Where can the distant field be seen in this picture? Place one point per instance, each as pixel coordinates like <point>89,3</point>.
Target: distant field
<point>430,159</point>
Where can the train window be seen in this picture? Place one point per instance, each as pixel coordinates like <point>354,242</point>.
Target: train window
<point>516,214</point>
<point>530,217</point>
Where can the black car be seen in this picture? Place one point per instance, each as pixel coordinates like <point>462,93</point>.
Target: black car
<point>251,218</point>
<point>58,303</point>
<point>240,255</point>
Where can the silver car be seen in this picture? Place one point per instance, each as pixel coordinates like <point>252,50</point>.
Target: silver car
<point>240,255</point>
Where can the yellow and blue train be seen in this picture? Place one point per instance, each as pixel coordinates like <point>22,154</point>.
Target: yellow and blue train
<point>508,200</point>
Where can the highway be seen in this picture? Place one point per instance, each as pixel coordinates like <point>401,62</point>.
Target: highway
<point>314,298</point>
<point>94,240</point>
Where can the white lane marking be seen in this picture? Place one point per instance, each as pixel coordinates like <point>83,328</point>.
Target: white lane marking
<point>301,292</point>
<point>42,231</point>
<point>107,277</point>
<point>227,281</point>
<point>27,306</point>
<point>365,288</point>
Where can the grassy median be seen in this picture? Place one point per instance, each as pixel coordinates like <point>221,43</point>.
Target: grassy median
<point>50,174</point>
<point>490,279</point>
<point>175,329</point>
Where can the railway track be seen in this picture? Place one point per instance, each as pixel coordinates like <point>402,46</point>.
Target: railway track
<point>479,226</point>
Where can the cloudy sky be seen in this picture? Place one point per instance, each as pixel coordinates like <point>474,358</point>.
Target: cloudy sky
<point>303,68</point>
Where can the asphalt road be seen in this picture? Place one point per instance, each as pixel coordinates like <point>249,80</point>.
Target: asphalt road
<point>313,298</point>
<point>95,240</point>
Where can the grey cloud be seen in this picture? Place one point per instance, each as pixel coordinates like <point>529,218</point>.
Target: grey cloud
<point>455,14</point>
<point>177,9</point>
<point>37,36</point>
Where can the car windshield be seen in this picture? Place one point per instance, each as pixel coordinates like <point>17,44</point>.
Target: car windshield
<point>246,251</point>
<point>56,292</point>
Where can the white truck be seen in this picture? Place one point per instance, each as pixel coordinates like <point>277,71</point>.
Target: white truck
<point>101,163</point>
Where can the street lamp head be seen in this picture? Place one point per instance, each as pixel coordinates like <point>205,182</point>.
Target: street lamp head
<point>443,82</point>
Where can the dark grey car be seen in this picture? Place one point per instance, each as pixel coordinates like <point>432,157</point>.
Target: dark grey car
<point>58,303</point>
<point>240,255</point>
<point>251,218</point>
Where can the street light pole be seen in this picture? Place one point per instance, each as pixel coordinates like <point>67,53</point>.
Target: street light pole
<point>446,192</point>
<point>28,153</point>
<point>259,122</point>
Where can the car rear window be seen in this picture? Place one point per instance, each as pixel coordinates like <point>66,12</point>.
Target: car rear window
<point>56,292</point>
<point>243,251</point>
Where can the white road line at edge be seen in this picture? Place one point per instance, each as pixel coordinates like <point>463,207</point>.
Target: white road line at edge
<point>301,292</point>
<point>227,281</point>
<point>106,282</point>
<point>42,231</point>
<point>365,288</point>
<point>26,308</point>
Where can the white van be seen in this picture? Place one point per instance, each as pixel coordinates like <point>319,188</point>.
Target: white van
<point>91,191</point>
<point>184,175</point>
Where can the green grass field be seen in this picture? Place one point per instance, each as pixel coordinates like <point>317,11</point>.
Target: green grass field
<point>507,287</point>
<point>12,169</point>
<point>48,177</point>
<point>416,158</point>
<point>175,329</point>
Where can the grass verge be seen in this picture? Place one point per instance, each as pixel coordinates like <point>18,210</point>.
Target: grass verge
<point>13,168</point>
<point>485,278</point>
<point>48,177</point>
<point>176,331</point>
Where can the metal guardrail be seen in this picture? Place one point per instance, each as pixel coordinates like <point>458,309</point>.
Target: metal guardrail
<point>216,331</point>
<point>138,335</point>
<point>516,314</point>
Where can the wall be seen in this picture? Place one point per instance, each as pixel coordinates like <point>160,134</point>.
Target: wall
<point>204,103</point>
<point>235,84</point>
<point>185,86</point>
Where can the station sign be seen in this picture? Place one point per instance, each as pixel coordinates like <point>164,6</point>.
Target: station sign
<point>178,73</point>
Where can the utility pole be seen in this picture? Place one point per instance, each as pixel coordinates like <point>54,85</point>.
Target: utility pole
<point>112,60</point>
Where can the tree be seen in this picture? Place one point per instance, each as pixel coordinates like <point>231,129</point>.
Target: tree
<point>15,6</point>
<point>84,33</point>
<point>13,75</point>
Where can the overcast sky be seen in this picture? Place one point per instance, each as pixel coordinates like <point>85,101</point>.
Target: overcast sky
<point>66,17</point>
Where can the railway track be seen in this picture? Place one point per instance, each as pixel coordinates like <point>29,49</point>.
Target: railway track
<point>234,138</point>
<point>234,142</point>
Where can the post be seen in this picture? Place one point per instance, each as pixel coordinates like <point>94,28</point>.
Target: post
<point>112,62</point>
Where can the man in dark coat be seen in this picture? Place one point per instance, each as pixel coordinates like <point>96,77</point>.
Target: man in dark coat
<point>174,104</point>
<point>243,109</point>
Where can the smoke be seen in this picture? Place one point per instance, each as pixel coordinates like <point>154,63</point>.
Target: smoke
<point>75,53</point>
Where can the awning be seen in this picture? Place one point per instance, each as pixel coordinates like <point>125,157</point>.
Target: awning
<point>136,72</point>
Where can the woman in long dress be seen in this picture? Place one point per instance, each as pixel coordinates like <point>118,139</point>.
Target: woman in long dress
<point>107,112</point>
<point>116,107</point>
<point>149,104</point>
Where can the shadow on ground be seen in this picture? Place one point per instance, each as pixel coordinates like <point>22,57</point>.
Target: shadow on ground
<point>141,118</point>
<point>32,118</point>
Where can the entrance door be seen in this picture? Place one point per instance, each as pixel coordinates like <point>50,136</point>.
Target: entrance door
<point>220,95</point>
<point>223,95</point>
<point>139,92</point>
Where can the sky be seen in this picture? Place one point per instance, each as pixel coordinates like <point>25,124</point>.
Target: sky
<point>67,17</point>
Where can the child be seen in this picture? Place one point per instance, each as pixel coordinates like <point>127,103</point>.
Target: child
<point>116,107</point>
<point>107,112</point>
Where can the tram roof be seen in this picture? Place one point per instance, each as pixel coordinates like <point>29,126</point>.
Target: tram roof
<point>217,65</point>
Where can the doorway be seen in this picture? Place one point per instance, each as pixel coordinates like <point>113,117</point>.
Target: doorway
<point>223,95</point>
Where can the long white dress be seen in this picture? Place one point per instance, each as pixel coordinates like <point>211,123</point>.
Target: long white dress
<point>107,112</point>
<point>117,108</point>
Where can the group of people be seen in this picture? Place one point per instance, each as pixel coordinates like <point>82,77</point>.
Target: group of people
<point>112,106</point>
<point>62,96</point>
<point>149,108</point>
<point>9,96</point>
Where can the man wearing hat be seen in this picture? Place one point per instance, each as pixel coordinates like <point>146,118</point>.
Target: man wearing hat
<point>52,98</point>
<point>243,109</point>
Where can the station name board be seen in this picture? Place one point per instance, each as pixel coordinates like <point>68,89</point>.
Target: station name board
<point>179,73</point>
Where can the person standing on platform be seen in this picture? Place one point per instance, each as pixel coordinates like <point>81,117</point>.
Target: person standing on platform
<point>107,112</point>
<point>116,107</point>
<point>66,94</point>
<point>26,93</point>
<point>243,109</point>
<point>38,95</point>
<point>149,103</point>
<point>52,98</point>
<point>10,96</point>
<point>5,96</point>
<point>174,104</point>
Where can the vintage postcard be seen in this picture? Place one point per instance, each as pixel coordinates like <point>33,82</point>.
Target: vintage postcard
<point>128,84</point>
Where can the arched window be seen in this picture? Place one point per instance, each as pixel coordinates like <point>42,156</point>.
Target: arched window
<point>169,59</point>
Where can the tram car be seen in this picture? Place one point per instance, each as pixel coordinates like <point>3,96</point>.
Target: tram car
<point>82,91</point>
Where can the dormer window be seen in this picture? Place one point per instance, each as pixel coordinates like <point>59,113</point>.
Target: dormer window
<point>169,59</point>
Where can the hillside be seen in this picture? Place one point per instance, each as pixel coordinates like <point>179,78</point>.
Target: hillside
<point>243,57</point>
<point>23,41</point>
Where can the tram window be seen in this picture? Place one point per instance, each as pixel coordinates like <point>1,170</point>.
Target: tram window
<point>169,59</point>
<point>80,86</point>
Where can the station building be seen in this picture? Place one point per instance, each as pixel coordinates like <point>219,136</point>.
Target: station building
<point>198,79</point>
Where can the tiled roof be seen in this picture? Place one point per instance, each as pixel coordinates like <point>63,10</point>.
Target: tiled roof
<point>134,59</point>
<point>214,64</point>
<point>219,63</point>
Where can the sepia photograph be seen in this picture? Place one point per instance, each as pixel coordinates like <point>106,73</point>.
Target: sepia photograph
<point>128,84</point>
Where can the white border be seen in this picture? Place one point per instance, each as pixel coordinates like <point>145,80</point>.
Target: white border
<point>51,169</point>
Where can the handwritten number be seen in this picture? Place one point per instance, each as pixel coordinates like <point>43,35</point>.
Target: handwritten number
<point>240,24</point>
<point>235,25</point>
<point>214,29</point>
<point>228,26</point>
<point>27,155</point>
----------------
> [TASK] Print again the lines of the entries above that fall between the line holding "Where can the yellow" and the line holding "coordinates like <point>402,46</point>.", inclusive, exactly as they stand.

> [WRITTEN ANSWER]
Where can the yellow and blue train be seen in this picture? Place one point per instance, each as pixel coordinates like <point>22,154</point>.
Target: yellow and blue train
<point>508,200</point>
Where can the highway be seen in this picture? Place one point per instance, each as pixel coordinates like <point>401,62</point>.
Target: highway
<point>314,298</point>
<point>94,240</point>
Where can the white lane marking be seen in this picture? Place one point per instance, each as pixel coordinates like <point>83,328</point>.
Target: white lane marking
<point>301,292</point>
<point>42,231</point>
<point>107,277</point>
<point>227,281</point>
<point>27,306</point>
<point>365,288</point>
Where can the grassy median be seen in this picture? Place one point per instance, each as pixel coordinates like <point>221,43</point>.
Target: grassy median
<point>50,174</point>
<point>490,279</point>
<point>175,329</point>
Where can the railway track be seen in this picture? Place one point per instance, each as pixel coordinates like <point>402,46</point>.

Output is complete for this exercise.